_Stated exercise_
Pull out every line from the rows below that contains the word "building".

_Supplied data_
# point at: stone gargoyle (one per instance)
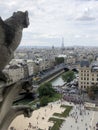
(10, 37)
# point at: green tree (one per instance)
(44, 101)
(68, 76)
(46, 90)
(59, 60)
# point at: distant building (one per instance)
(88, 74)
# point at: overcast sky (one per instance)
(50, 20)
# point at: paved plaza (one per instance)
(79, 118)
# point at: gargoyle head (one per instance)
(22, 18)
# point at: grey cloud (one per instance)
(85, 18)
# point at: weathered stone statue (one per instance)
(10, 37)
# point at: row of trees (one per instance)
(45, 92)
(68, 76)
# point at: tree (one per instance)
(44, 100)
(68, 76)
(91, 94)
(46, 90)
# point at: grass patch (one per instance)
(55, 97)
(57, 123)
(65, 113)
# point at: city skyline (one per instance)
(74, 20)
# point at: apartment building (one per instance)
(88, 74)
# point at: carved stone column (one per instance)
(7, 111)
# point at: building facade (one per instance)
(88, 74)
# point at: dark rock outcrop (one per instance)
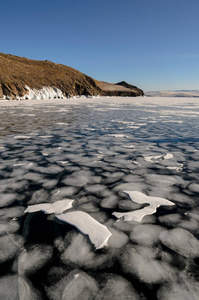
(18, 73)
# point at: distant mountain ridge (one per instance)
(25, 78)
(175, 93)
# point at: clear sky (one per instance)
(153, 44)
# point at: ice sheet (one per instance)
(98, 233)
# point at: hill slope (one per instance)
(19, 75)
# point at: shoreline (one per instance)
(167, 101)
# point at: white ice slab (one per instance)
(138, 215)
(57, 207)
(98, 233)
(158, 157)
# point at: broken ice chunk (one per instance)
(57, 207)
(98, 233)
(140, 198)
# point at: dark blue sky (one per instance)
(153, 44)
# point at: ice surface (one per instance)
(8, 227)
(32, 260)
(140, 198)
(14, 287)
(142, 263)
(98, 233)
(184, 290)
(57, 207)
(80, 253)
(9, 246)
(146, 234)
(39, 196)
(44, 93)
(92, 161)
(117, 288)
(7, 199)
(181, 241)
(158, 157)
(118, 239)
(76, 285)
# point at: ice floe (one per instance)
(46, 92)
(57, 207)
(140, 198)
(98, 233)
(158, 157)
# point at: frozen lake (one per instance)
(99, 199)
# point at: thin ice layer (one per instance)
(140, 198)
(98, 233)
(57, 207)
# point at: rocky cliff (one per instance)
(23, 78)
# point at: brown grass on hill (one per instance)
(18, 72)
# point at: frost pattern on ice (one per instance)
(98, 233)
(140, 198)
(57, 207)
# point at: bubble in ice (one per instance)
(35, 258)
(76, 285)
(181, 241)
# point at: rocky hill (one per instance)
(27, 79)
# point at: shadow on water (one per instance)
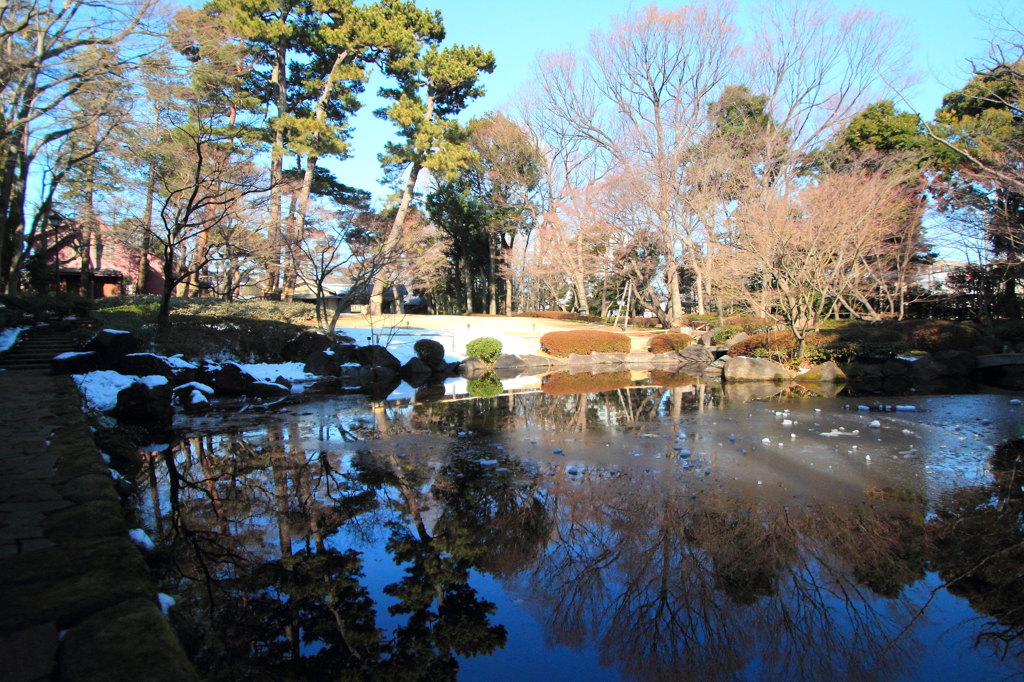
(393, 545)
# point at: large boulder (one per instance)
(228, 379)
(194, 396)
(416, 372)
(375, 355)
(146, 400)
(323, 363)
(755, 369)
(736, 338)
(824, 373)
(143, 364)
(957, 363)
(111, 344)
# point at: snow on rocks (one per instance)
(140, 538)
(8, 337)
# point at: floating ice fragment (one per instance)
(166, 601)
(140, 538)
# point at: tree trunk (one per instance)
(279, 75)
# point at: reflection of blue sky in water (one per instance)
(612, 528)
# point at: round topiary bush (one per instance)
(486, 348)
(723, 334)
(670, 342)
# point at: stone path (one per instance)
(77, 599)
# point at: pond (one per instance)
(681, 530)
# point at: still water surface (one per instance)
(681, 531)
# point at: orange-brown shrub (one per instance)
(748, 323)
(563, 383)
(670, 342)
(865, 338)
(670, 379)
(648, 323)
(584, 342)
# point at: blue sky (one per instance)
(946, 33)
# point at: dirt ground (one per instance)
(526, 330)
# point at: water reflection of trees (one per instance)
(978, 538)
(668, 584)
(577, 412)
(676, 588)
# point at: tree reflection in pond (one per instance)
(270, 545)
(295, 606)
(711, 588)
(978, 538)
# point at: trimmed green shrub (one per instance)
(749, 324)
(39, 307)
(238, 338)
(584, 342)
(294, 312)
(669, 342)
(723, 334)
(486, 348)
(564, 383)
(694, 318)
(132, 317)
(486, 386)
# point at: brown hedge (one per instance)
(584, 342)
(749, 323)
(670, 342)
(563, 383)
(928, 335)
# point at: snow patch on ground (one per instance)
(269, 372)
(99, 389)
(140, 538)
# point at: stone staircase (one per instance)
(35, 348)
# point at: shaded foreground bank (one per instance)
(79, 602)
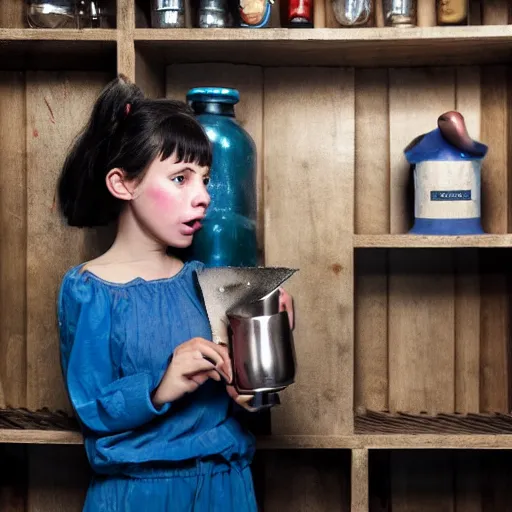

_Exercise solution_
# point at: distant building (one per instance)
# point at: apartment building (one per instance)
# point at: building facade (one per instance)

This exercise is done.